BEGIN

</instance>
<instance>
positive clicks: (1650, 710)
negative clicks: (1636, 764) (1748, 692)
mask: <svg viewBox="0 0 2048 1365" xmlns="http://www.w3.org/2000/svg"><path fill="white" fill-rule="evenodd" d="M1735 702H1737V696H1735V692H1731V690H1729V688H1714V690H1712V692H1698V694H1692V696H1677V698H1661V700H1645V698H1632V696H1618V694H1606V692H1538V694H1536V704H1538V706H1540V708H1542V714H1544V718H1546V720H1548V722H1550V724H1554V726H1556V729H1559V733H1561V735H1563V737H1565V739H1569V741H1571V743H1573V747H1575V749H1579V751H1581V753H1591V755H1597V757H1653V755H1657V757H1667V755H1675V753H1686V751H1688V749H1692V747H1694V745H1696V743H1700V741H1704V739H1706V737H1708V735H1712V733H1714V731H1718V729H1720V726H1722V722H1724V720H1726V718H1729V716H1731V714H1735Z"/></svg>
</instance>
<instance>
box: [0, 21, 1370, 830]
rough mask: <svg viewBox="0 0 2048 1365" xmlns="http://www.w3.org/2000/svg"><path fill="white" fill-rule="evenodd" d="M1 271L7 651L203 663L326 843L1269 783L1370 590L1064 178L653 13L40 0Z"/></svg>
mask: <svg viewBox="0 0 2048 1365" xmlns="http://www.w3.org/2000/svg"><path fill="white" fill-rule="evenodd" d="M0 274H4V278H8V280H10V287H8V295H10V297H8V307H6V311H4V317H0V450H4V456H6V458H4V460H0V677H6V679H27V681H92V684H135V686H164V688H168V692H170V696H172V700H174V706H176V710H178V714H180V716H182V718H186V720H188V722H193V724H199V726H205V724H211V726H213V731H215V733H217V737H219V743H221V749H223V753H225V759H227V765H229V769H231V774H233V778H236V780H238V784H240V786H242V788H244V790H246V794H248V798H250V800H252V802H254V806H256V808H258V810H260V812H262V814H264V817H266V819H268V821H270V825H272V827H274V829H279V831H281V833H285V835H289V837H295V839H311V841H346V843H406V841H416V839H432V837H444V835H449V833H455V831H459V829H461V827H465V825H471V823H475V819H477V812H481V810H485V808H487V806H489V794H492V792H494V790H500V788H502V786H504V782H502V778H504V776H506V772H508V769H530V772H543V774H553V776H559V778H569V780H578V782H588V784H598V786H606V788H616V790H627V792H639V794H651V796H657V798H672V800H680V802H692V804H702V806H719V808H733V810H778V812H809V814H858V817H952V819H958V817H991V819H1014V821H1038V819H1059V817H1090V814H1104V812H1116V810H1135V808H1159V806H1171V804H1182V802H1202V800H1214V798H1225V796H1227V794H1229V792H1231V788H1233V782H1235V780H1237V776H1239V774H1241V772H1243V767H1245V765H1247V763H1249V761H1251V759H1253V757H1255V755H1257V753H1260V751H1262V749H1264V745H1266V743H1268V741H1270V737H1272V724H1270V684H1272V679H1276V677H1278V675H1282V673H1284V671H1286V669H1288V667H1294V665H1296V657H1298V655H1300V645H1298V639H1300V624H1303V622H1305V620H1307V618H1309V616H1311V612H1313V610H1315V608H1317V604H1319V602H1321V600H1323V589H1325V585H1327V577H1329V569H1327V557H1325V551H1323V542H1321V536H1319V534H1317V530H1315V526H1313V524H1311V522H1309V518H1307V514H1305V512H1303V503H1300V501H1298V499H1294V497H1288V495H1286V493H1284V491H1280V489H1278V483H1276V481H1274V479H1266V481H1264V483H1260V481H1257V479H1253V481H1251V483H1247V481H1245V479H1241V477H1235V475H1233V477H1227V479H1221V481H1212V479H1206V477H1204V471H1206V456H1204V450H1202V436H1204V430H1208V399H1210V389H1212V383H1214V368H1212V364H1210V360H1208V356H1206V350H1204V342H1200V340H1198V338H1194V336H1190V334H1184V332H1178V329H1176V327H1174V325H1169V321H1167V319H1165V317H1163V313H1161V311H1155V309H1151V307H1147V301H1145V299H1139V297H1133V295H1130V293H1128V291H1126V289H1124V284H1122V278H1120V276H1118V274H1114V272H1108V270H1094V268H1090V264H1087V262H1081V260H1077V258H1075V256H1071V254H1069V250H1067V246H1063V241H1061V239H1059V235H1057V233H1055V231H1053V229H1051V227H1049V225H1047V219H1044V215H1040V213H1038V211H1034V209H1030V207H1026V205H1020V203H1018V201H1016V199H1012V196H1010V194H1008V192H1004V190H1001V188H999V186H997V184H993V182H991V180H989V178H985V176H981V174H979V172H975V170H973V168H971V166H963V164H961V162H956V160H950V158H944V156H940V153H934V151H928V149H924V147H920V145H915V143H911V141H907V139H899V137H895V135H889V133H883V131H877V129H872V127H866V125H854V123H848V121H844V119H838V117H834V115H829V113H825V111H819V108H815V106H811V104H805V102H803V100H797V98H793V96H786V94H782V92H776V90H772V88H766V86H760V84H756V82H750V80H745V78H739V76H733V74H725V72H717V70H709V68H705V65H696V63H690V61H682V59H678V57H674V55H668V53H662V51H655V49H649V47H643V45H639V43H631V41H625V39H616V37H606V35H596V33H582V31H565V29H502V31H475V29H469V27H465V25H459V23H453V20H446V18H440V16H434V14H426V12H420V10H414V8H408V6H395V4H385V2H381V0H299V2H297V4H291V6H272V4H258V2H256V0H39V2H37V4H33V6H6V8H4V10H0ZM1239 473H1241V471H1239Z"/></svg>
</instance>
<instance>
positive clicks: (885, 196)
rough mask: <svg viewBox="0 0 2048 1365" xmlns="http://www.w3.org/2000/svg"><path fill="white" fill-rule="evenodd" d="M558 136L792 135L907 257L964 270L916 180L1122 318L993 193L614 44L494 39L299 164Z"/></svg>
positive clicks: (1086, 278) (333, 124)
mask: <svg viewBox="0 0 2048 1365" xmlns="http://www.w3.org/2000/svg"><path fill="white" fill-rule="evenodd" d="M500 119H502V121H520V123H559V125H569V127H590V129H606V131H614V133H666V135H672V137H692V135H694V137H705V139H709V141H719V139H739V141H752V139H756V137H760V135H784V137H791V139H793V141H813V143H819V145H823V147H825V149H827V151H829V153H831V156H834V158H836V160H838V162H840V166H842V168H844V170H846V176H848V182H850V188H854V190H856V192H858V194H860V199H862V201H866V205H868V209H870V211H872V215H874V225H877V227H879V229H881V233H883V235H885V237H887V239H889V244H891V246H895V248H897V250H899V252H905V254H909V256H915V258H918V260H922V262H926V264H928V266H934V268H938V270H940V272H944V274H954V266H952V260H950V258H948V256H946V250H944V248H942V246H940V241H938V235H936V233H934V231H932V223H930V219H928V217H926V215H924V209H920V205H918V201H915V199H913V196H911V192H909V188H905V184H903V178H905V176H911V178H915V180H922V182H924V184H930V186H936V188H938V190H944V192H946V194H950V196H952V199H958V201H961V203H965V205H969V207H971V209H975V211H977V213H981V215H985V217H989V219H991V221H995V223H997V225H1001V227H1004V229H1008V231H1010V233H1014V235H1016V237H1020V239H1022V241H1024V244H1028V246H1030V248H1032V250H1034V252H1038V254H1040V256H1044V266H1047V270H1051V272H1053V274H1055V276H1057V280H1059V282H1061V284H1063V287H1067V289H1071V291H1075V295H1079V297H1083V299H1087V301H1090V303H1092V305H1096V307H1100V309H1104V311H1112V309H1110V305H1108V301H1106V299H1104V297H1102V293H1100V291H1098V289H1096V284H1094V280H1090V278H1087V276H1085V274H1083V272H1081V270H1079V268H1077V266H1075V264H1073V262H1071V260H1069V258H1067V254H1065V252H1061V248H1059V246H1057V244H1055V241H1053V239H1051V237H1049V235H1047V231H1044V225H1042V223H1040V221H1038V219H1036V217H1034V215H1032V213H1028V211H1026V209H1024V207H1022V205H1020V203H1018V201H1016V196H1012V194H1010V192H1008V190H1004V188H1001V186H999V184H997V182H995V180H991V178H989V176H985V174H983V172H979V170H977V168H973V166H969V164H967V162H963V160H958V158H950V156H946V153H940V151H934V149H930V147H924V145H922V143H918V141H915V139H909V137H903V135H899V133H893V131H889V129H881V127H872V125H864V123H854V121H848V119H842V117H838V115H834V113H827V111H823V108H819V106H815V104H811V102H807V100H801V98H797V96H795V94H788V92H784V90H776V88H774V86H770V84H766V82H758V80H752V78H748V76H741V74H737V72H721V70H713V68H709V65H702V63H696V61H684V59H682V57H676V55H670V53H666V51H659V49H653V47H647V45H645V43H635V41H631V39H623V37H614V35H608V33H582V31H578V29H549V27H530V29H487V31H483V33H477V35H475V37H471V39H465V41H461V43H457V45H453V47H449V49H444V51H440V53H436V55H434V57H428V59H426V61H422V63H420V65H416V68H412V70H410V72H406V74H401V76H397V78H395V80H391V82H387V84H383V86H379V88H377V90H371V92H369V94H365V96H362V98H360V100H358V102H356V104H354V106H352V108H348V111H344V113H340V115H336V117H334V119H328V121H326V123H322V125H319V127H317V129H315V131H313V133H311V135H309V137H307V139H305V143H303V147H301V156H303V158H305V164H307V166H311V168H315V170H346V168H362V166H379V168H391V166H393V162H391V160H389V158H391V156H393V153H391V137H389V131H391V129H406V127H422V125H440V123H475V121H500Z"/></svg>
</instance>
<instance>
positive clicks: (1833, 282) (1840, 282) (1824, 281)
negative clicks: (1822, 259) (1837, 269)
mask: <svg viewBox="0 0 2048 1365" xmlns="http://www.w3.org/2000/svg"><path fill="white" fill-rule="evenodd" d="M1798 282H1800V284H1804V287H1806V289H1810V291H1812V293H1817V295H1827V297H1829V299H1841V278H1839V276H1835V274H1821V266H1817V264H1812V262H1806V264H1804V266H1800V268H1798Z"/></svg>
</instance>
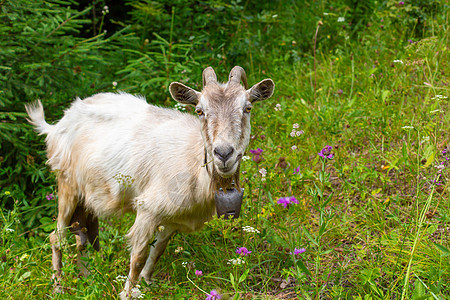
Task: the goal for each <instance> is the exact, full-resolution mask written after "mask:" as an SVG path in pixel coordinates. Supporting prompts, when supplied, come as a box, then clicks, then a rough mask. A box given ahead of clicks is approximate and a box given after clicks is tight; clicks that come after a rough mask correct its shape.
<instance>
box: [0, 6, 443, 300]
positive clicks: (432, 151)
mask: <svg viewBox="0 0 450 300" xmlns="http://www.w3.org/2000/svg"><path fill="white" fill-rule="evenodd" d="M443 14H444V18H443V20H446V19H447V18H448V12H443ZM280 15H282V13H281V12H280ZM385 17H386V16H385ZM387 20H388V19H387V18H386V21H384V22H385V23H387V22H388V21H387ZM391 20H392V19H391ZM392 22H393V21H392ZM380 24H381V23H376V24H373V25H372V26H373V27H372V28H373V29H367V32H365V33H362V34H361V35H360V36H359V40H358V41H352V40H349V39H345V35H346V34H347V33H346V32H345V30H340V31H339V29H338V32H337V36H338V37H339V36H342V41H341V42H337V43H336V41H334V43H336V45H335V46H334V47H333V48H331V49H332V50H330V51H329V50H322V47H323V49H329V48H327V47H325V46H324V45H326V43H328V40H330V41H329V42H330V43H332V42H333V41H331V40H332V39H335V38H336V37H335V36H330V37H327V36H326V35H325V36H323V35H322V31H321V29H319V33H318V38H320V40H321V43H319V44H318V45H317V48H316V53H315V64H316V67H315V69H314V55H313V54H314V53H302V51H301V49H296V48H295V45H294V44H293V43H292V41H288V40H287V37H286V36H287V35H284V36H283V37H282V38H280V39H278V40H274V41H273V45H272V47H271V48H269V49H270V52H269V53H262V52H263V50H259V49H254V53H253V56H250V59H251V62H250V63H251V66H252V68H253V69H252V70H248V73H249V77H250V82H251V83H252V82H253V83H254V82H257V81H259V80H261V79H263V78H264V77H270V78H272V79H273V80H274V82H275V84H276V92H275V95H274V96H273V97H272V99H270V100H267V101H265V102H263V103H258V104H257V105H256V107H255V109H254V110H253V111H252V112H253V116H252V128H253V129H252V135H253V137H252V140H251V142H250V146H249V149H256V148H261V149H263V151H264V152H263V154H262V156H263V158H264V160H263V161H262V162H260V163H258V164H257V163H255V162H254V161H252V160H248V161H245V162H243V164H242V167H241V170H242V171H244V173H243V175H242V176H241V180H242V184H243V185H244V188H245V194H244V195H245V198H244V203H243V207H242V212H241V218H240V219H238V220H233V221H230V220H219V219H217V218H214V219H213V220H211V221H210V222H208V223H207V224H206V225H205V227H204V228H203V229H202V230H201V231H199V232H196V233H193V234H189V235H181V234H178V235H176V236H175V237H174V238H173V239H172V240H171V242H170V244H169V246H168V248H167V250H166V252H165V254H164V255H163V256H162V258H161V260H160V261H159V263H158V266H157V270H156V273H155V276H154V278H155V281H154V283H153V284H152V285H150V286H149V285H147V284H145V283H144V282H142V283H141V291H142V292H143V293H144V294H145V296H144V298H145V299H204V298H206V295H205V294H204V292H203V291H206V292H210V291H211V290H212V289H216V290H218V291H219V292H220V293H221V294H222V295H223V296H222V299H293V298H297V297H298V298H300V299H417V300H418V299H447V297H448V296H449V295H450V262H449V258H450V250H449V249H450V234H449V230H450V229H449V227H448V224H449V221H450V204H449V203H450V202H449V193H448V184H449V181H448V177H449V173H448V168H449V164H448V162H447V160H446V158H447V157H450V154H442V152H443V150H444V149H448V148H447V147H449V141H450V130H449V128H450V117H449V114H448V109H449V105H448V101H449V99H448V98H447V97H449V96H450V93H449V87H448V85H449V83H450V81H449V80H450V79H449V74H448V71H449V70H450V65H449V63H448V62H449V48H448V46H447V45H448V44H449V43H448V34H449V32H448V28H447V27H448V25H446V24H443V23H440V24H439V22H438V23H437V25H436V27H434V28H433V31H432V33H430V34H429V36H427V37H425V38H422V39H420V40H416V41H415V42H414V43H409V42H408V41H407V40H408V36H407V33H406V31H403V32H400V33H401V34H400V33H399V32H396V31H392V32H390V33H389V34H388V33H386V31H383V30H382V29H380V27H379V26H380ZM377 26H378V27H377ZM387 26H388V25H386V27H387ZM392 26H394V25H392ZM375 27H377V28H375ZM387 28H388V29H389V28H391V29H393V28H394V27H387ZM240 30H241V33H246V34H251V33H252V32H251V30H252V29H251V28H250V29H244V28H240ZM246 30H247V31H246ZM293 34H294V33H293ZM308 34H310V33H308ZM310 35H312V33H311V34H310ZM289 43H290V44H289ZM311 43H313V41H311ZM266 50H267V49H266ZM264 51H265V50H264ZM280 53H285V54H286V53H287V54H286V57H285V56H284V55H283V56H281V55H280ZM299 53H301V55H300V54H299ZM296 55H297V56H298V57H297V56H296ZM296 57H297V58H298V59H297V58H296ZM253 59H254V60H253ZM263 60H265V61H264V62H261V61H263ZM394 60H401V62H394ZM213 66H214V65H213ZM263 73H264V74H263ZM221 75H222V76H219V77H220V78H222V77H223V76H224V75H223V74H221ZM180 76H182V75H180ZM192 81H196V82H199V81H200V77H199V76H198V78H197V77H196V78H195V80H194V79H192ZM276 104H280V105H281V110H275V107H276ZM295 123H297V124H299V128H298V129H296V130H297V131H299V130H303V132H304V133H303V134H301V135H300V136H295V137H291V136H290V133H291V131H292V129H293V124H295ZM294 145H295V146H296V149H295V150H294V149H292V147H293V146H294ZM325 145H331V146H333V154H334V158H333V159H331V160H323V159H321V158H320V157H319V156H318V152H319V151H321V149H322V148H323V147H324V146H325ZM248 155H249V156H251V154H248ZM281 158H284V160H285V162H286V165H285V166H284V167H283V166H280V165H282V164H278V163H279V162H280V159H281ZM281 161H283V159H281ZM441 163H443V164H442V166H443V167H442V168H441V169H440V168H437V166H439V165H441ZM298 166H299V167H300V172H299V174H293V173H294V169H295V168H297V167H298ZM261 168H265V169H266V170H267V175H266V176H265V177H264V178H263V177H262V175H261V173H260V172H259V170H260V169H261ZM434 180H437V182H438V184H436V183H434ZM48 185H54V182H48ZM11 192H12V191H11V190H9V189H8V187H5V188H2V190H1V193H2V197H3V198H4V199H8V201H13V200H14V202H15V203H16V204H15V206H14V208H13V209H11V210H3V211H2V228H1V230H2V243H1V244H0V254H1V263H0V297H1V298H2V299H46V298H51V299H103V298H106V299H115V298H116V297H117V294H118V292H120V290H121V289H122V287H123V282H121V281H120V279H119V280H117V279H116V278H117V277H118V276H120V275H126V274H127V273H128V264H129V253H128V250H127V249H126V240H125V238H124V236H125V234H126V232H127V230H128V229H129V228H130V227H131V225H132V223H133V220H134V216H133V215H127V216H126V217H125V218H122V219H121V220H118V219H103V220H102V221H101V225H100V226H101V231H100V239H101V248H102V249H101V251H100V252H95V251H94V250H93V249H90V256H89V258H88V262H89V265H90V271H91V275H90V276H89V277H88V278H79V277H78V276H77V274H78V272H77V268H76V266H75V260H76V252H75V246H74V244H75V240H74V238H73V237H71V238H69V241H68V243H67V245H66V247H65V248H64V254H63V255H64V257H63V274H64V279H63V282H62V285H63V287H64V291H65V293H63V294H52V280H51V276H52V271H51V249H50V246H49V243H48V233H49V232H50V231H51V230H52V228H53V226H54V225H53V222H52V221H51V220H48V219H41V223H42V225H41V226H39V227H37V228H33V229H31V230H30V229H29V228H28V229H24V226H23V225H21V224H22V223H25V222H26V220H23V219H21V214H20V213H19V207H20V206H21V205H22V206H24V205H26V203H24V202H23V201H24V200H22V199H18V198H15V196H14V193H11ZM286 196H295V197H296V199H298V201H299V204H292V205H290V206H289V207H287V208H284V207H283V206H282V205H280V204H277V200H278V199H279V198H280V197H286ZM53 205H54V206H53V207H54V208H56V203H53ZM55 210H56V209H55ZM243 226H252V227H253V228H255V229H257V230H258V231H259V233H248V232H245V231H243V229H242V227H243ZM12 230H14V231H12ZM179 247H182V248H179ZM237 247H246V248H248V249H249V250H251V251H252V253H251V254H249V255H248V256H246V257H244V260H245V263H244V264H241V265H232V264H228V262H229V260H230V259H235V258H237V257H238V255H237V254H236V253H235V250H236V248H237ZM294 248H306V251H305V252H304V253H302V254H300V255H299V256H294V255H292V254H289V253H290V252H293V251H294ZM183 262H187V265H186V266H183V265H182V263H183ZM195 270H202V272H203V275H202V276H201V277H197V276H196V275H195V274H194V272H195Z"/></svg>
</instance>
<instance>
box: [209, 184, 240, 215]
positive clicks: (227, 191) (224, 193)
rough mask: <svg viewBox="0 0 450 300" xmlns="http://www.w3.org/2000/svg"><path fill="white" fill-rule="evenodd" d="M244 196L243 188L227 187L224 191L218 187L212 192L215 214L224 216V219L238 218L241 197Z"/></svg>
mask: <svg viewBox="0 0 450 300" xmlns="http://www.w3.org/2000/svg"><path fill="white" fill-rule="evenodd" d="M243 196H244V189H241V190H240V191H239V190H237V189H235V188H232V189H227V190H226V192H225V191H224V190H223V189H219V190H218V191H217V192H215V194H214V201H215V202H216V210H217V216H218V217H219V218H220V217H221V216H224V217H223V218H224V219H228V218H230V217H231V218H234V219H237V218H239V214H240V213H241V205H242V198H243Z"/></svg>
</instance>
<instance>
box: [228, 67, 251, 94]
mask: <svg viewBox="0 0 450 300" xmlns="http://www.w3.org/2000/svg"><path fill="white" fill-rule="evenodd" d="M241 80H242V83H243V84H244V87H245V89H248V85H247V75H245V71H244V69H243V68H242V67H239V66H236V67H234V68H233V69H231V72H230V76H228V81H233V82H236V83H240V82H241Z"/></svg>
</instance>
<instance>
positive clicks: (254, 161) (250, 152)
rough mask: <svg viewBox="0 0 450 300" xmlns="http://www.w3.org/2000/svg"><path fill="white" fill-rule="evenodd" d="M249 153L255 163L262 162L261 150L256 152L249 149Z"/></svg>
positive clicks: (258, 150)
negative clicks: (252, 155) (249, 150)
mask: <svg viewBox="0 0 450 300" xmlns="http://www.w3.org/2000/svg"><path fill="white" fill-rule="evenodd" d="M250 153H251V154H253V157H252V160H253V161H254V162H255V163H259V162H261V160H262V155H261V154H262V153H263V150H262V149H261V148H258V149H256V150H255V149H251V150H250Z"/></svg>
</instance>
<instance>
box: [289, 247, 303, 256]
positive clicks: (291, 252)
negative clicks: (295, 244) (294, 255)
mask: <svg viewBox="0 0 450 300" xmlns="http://www.w3.org/2000/svg"><path fill="white" fill-rule="evenodd" d="M305 251H306V249H305V248H300V249H297V248H295V249H294V253H292V252H289V254H294V255H300V254H302V253H303V252H305Z"/></svg>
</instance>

END

WORK ITEM -
Copy the entries above word for word, from the line containing "Task: the goal" up to and including the line containing "positive clicks: (432, 151)".

TASK RESULT -
Task: the goal for each <instance> is the exact, full-resolution mask written after "mask:" as an SVG path in pixel coordinates. Supporting prompts, when supplied, come as a box, then clicks, then a rough mask. A box given ahead of clicks is approximate and a box given after clicks is tight; clicks that come after a rough mask correct its shape.
<instance>
box: [0, 6, 443, 300]
positive clicks: (432, 151)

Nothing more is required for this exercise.